> _Exercise data_
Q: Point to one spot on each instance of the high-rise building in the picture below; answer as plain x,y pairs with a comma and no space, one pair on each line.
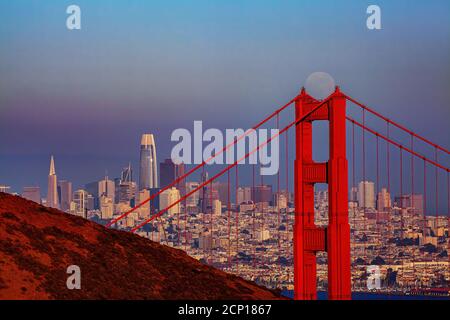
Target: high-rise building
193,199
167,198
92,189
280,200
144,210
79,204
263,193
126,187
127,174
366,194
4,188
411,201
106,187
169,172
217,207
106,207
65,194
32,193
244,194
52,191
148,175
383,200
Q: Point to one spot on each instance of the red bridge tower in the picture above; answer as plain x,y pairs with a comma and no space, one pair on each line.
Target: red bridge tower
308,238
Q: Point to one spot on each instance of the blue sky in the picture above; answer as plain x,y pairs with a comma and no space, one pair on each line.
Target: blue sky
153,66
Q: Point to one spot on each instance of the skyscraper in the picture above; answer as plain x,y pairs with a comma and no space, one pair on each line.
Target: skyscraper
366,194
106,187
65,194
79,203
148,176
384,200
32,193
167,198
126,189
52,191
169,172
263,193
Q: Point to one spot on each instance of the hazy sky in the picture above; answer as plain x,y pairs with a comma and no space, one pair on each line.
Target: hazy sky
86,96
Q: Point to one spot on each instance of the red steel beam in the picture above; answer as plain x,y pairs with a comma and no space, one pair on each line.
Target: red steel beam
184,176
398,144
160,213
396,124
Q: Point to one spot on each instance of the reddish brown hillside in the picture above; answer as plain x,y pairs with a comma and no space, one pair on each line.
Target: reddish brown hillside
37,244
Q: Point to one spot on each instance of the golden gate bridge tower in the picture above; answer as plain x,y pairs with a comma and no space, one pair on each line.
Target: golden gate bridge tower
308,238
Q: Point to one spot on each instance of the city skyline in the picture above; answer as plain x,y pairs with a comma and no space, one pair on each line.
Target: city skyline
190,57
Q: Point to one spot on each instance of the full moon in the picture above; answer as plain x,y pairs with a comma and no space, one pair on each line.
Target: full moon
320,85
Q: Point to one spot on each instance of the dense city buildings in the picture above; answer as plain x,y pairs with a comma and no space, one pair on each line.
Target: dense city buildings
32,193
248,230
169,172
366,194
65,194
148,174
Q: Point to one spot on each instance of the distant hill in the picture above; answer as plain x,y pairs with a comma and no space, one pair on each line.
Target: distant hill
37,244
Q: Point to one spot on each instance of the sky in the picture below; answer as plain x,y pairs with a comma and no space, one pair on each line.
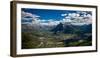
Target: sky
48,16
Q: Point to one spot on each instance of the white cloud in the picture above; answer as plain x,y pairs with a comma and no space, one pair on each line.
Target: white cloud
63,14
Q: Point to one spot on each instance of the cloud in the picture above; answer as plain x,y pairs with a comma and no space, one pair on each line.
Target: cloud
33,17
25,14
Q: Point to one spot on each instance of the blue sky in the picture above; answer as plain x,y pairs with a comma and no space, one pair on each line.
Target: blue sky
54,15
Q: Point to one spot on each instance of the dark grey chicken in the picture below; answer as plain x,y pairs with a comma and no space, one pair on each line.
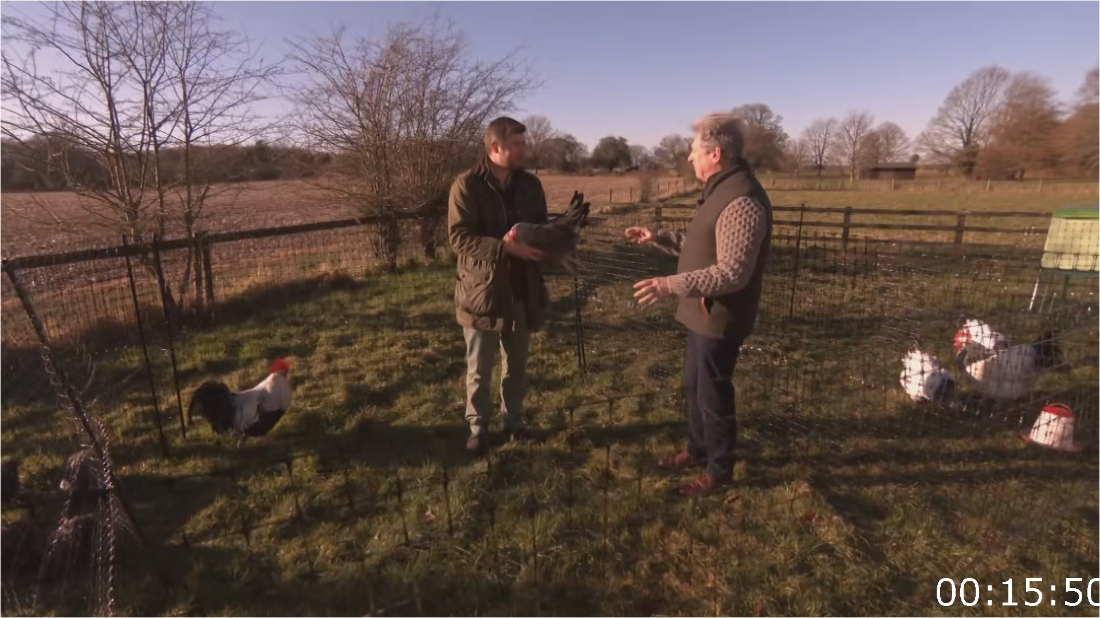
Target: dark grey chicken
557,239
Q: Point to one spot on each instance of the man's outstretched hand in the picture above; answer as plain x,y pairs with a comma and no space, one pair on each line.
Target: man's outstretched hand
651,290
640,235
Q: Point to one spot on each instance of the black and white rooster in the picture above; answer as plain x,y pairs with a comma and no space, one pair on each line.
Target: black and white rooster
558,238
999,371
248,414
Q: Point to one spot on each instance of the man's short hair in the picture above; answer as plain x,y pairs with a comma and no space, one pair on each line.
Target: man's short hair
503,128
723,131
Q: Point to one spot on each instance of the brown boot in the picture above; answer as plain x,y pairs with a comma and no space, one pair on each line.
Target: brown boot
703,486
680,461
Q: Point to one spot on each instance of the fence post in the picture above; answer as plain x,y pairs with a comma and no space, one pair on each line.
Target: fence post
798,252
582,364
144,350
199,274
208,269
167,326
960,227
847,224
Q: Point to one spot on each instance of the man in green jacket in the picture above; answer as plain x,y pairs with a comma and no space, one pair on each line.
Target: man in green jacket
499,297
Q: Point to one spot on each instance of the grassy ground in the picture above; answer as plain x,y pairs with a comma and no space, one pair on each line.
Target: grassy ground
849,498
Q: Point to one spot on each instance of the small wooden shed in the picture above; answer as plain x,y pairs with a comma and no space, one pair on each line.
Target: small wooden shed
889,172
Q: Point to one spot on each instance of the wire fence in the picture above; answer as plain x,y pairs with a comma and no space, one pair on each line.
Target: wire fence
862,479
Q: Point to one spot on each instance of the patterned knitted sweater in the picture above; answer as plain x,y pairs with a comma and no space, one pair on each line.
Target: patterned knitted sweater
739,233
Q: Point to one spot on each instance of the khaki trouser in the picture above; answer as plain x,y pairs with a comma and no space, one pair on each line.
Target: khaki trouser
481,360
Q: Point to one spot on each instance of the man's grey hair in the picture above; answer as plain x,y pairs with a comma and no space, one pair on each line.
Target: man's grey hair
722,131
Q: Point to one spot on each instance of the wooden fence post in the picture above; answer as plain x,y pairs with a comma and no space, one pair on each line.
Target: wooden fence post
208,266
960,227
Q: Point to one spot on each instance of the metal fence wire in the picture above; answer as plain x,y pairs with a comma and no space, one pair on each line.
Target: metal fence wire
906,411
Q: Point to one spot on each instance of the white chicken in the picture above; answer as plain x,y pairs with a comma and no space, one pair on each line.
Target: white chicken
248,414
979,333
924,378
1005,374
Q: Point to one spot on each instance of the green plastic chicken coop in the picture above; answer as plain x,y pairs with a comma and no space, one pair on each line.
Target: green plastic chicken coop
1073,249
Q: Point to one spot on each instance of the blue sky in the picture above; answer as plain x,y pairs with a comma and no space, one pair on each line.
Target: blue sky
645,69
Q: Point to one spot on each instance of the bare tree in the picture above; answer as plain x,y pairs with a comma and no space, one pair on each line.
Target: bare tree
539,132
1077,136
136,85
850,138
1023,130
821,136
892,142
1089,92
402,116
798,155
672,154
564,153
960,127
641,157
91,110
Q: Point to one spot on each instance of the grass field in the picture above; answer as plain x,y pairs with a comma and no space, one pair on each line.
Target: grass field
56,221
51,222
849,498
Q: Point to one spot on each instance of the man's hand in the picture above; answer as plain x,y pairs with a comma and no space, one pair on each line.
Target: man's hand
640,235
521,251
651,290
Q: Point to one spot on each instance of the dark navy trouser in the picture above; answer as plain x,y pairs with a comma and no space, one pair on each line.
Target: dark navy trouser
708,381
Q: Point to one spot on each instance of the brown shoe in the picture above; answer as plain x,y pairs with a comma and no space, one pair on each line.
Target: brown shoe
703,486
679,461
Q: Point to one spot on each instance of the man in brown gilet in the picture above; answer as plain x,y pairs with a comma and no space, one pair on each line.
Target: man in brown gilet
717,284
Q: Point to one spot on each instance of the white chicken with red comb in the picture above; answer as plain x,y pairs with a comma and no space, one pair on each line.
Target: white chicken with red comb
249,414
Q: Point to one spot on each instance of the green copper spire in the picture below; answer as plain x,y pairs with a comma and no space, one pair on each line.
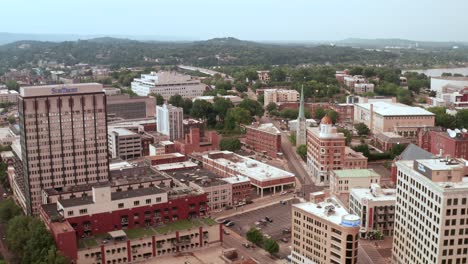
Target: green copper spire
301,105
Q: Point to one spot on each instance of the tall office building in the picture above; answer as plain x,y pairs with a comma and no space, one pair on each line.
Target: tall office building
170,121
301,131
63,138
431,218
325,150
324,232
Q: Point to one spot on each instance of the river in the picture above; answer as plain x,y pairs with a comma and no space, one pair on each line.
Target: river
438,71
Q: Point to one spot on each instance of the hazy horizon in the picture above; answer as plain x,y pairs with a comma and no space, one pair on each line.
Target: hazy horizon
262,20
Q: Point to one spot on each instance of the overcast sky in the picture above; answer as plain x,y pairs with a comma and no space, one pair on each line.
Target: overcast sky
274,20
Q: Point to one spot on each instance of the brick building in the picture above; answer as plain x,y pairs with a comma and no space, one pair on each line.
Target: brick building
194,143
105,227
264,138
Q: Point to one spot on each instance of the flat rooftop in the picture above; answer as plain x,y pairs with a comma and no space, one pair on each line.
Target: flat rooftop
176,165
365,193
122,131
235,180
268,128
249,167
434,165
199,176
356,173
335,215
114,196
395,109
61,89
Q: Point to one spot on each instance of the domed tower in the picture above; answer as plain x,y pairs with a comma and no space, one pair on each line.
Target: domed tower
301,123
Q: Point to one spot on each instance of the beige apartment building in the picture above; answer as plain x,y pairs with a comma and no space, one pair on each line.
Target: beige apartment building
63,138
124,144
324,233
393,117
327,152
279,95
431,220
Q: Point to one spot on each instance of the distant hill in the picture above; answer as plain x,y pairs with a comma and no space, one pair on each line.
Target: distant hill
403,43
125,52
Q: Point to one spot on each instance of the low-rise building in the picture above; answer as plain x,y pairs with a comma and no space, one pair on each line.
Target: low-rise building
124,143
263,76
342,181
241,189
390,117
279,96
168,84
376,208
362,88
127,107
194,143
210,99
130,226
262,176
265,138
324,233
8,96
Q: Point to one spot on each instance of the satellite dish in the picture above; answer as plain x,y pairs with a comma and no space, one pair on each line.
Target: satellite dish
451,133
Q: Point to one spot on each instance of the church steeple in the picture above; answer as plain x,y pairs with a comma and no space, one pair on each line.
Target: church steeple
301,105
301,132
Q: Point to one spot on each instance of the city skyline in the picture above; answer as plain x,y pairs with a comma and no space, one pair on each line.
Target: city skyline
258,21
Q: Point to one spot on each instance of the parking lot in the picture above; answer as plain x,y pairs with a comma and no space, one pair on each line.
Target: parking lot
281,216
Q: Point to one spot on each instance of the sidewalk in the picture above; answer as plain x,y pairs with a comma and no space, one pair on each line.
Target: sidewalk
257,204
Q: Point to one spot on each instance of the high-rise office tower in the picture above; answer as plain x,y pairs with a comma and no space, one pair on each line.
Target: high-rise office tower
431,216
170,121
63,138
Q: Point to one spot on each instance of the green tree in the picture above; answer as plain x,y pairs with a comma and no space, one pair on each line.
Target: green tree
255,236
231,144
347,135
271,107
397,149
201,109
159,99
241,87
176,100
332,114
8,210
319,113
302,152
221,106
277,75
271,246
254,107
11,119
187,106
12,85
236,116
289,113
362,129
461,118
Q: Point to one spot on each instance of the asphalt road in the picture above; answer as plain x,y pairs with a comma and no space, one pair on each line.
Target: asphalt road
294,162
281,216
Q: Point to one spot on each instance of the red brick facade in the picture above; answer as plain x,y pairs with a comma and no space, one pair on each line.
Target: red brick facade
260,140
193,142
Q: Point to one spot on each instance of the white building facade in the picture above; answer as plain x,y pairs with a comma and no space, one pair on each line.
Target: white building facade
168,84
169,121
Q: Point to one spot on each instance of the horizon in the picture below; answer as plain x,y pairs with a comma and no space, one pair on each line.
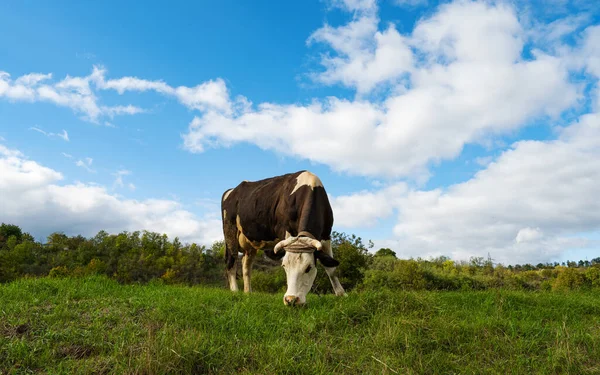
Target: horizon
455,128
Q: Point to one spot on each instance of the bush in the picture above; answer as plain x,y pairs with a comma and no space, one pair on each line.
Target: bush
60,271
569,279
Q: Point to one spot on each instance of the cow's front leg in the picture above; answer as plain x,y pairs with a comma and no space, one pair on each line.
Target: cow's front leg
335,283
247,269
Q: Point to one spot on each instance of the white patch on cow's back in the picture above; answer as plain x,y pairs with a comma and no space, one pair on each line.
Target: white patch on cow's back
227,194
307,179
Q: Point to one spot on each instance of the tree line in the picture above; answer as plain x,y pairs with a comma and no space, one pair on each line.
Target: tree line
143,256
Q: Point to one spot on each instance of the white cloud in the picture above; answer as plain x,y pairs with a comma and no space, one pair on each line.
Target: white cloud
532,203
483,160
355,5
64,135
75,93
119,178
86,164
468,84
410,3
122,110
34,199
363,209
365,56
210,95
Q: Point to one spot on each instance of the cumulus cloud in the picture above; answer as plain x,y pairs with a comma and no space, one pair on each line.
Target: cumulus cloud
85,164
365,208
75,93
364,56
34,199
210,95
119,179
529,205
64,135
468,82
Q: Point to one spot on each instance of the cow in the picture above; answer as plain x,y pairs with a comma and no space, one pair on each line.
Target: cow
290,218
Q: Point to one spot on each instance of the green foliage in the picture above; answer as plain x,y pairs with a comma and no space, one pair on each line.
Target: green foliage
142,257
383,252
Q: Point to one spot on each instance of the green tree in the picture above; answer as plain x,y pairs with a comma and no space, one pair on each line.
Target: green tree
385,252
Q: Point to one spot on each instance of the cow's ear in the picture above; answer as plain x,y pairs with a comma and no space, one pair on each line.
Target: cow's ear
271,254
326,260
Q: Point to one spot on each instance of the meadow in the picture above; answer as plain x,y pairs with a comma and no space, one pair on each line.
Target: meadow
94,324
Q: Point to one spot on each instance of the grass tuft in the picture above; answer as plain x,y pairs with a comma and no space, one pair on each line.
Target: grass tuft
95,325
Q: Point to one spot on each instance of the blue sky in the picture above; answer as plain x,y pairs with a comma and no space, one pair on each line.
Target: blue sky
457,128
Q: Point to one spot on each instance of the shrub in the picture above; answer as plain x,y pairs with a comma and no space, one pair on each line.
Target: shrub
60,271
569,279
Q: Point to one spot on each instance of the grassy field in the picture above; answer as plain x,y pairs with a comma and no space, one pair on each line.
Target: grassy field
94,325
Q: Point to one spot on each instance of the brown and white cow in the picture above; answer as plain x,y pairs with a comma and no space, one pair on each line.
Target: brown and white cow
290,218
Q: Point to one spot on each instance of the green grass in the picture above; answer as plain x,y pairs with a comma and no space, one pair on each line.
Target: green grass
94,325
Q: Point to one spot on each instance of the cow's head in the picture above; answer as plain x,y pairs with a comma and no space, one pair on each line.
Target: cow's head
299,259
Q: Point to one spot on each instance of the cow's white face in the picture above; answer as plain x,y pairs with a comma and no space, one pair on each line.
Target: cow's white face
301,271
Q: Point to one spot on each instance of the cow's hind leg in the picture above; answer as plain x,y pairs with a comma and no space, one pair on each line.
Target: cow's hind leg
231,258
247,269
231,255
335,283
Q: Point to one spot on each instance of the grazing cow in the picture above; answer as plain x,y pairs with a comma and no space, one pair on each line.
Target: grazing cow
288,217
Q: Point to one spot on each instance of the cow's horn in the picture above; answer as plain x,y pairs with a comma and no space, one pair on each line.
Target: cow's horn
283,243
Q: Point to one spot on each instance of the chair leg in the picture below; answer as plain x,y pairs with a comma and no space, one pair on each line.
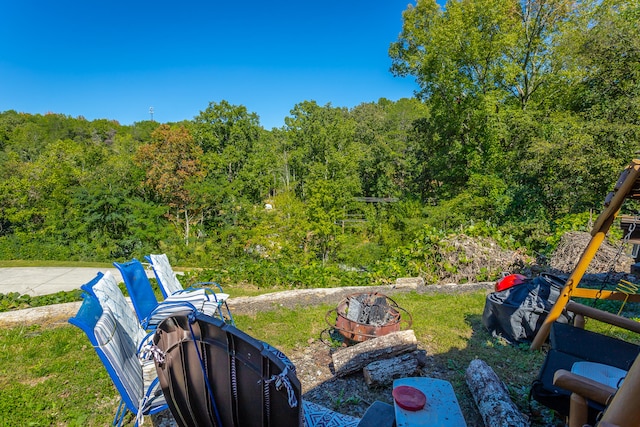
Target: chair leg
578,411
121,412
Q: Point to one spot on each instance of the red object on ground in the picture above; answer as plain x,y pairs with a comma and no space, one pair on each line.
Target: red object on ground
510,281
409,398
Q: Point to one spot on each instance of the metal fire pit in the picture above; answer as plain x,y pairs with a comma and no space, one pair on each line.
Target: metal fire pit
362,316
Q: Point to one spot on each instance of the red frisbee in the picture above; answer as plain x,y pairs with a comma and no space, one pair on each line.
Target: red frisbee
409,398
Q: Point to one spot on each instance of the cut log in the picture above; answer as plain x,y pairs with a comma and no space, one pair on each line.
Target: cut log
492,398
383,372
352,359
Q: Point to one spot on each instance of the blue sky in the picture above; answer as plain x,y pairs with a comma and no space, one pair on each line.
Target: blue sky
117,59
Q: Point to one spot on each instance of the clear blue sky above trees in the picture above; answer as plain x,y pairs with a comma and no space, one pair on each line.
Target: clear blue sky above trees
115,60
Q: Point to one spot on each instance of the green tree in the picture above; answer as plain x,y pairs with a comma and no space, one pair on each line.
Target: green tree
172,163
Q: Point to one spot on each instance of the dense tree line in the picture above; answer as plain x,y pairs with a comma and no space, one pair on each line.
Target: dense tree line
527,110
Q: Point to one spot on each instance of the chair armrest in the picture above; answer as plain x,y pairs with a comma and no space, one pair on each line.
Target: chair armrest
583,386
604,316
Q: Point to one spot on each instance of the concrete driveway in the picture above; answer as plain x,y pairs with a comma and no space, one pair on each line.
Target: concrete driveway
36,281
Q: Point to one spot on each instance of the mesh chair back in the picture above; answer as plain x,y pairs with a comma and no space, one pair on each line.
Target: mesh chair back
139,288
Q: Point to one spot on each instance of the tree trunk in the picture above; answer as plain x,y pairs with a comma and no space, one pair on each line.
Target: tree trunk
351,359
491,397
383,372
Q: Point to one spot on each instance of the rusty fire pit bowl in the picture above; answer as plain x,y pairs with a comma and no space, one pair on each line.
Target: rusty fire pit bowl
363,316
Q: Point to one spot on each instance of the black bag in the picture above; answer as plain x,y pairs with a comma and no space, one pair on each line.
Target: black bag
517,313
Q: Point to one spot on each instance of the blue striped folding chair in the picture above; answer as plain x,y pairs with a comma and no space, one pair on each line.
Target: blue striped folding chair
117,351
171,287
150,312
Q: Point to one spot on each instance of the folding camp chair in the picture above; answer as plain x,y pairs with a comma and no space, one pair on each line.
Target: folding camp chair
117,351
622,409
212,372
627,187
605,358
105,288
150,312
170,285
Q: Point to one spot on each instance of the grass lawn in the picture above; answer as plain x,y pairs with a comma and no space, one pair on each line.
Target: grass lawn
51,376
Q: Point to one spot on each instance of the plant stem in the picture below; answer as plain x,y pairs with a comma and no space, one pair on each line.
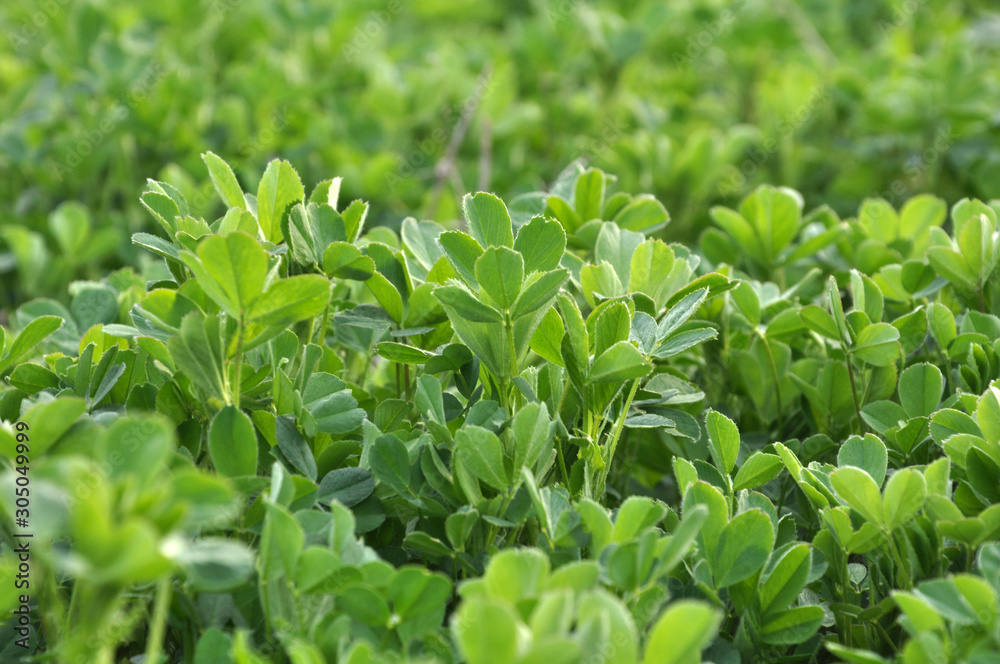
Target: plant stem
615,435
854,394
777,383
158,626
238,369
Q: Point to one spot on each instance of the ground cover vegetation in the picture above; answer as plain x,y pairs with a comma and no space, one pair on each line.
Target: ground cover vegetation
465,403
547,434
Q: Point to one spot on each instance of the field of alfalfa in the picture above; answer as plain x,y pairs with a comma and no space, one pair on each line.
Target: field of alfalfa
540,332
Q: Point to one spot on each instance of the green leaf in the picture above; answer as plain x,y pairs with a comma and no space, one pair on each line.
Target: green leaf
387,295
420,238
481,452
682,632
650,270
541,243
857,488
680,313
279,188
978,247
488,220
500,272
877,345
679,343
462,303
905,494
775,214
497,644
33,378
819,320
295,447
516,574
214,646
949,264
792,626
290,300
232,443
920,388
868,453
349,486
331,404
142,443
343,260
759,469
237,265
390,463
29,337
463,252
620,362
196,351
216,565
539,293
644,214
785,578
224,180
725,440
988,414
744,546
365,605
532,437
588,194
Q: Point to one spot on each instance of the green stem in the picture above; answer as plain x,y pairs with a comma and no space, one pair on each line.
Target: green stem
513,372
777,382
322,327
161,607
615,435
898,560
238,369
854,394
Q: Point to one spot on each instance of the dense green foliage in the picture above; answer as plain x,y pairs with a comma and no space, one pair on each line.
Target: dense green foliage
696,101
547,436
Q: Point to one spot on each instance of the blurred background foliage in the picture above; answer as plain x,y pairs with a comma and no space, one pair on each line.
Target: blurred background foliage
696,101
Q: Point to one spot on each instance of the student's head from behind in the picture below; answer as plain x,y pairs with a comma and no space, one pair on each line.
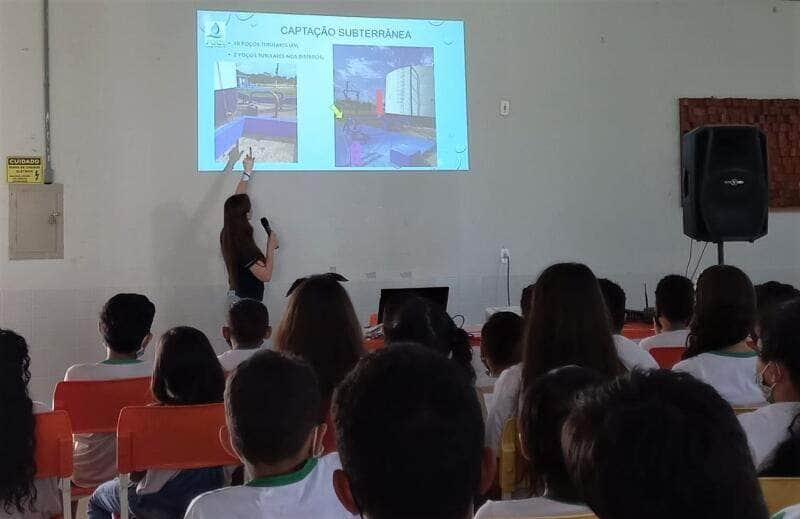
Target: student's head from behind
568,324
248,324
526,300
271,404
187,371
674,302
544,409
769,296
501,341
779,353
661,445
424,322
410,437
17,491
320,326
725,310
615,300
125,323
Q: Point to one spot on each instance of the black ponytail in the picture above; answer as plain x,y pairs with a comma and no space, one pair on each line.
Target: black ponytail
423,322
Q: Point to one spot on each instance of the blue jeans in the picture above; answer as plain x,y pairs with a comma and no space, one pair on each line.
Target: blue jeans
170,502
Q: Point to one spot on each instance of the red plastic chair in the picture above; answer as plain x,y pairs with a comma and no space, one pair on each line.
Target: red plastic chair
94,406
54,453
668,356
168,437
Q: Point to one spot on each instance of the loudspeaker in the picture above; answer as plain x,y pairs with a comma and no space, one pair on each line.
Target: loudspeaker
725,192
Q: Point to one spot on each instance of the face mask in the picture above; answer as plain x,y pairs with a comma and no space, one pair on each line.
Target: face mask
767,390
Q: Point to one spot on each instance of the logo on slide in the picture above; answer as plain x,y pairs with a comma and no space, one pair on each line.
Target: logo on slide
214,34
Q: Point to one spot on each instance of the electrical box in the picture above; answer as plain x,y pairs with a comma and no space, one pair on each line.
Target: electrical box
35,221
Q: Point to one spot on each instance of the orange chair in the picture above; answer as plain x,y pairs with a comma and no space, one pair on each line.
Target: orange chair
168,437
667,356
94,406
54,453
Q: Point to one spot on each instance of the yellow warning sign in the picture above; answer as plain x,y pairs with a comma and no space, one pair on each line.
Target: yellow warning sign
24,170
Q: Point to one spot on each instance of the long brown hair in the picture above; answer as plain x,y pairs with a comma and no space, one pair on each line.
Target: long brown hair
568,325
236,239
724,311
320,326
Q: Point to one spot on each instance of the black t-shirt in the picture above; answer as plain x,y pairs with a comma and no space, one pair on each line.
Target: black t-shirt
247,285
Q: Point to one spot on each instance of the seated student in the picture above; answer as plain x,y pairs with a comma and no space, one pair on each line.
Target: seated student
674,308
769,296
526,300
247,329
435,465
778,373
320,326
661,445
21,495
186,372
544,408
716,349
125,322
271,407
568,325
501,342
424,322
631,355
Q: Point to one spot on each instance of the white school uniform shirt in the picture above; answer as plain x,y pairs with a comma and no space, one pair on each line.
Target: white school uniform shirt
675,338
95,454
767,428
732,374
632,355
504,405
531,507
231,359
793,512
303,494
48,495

> _Problem details_
Scan the listing above and copy all lines containing the word "below".

> _Response to the task_
Q: Point to one spot on each instance of the high-rise building in the picture below; answer as plain x,y pairs with a comma and no space, one pair on each line.
Q: Point to one spot on each instance of the sky in the picture below; answer as plain x,y pairs with a comma and no space, one pair on each line.
Q: Point to one spot on each instance of the dark grey chicken in the picture below; answer as plain x,y pairs with a comma and no space, one pair on each line.
Q: Point to one spot on each instance of the green copper spire in the picture below; answer as plain x,y pairs with a comma and no space, one pair on each line.
Q: Point to one spot on each instance of the horizon in the picture below; answer as plain x,y pairs with a comma and no space, one pair on each line.
Q: Point to one spot on each instance of the chair leg in the picture below; answer as plain x,y pairs with a comma and no space, one pair on each line.
Q: Point to one spot on each instance of the plant stem in the picture below; answer as plain x,y pairs with a comma and no space, one pair on each line.
Q: Point to one spot on each instance of the student's head from behind in the picture below; answer as plain x,y pairs with a comma and no space, one pair on each line.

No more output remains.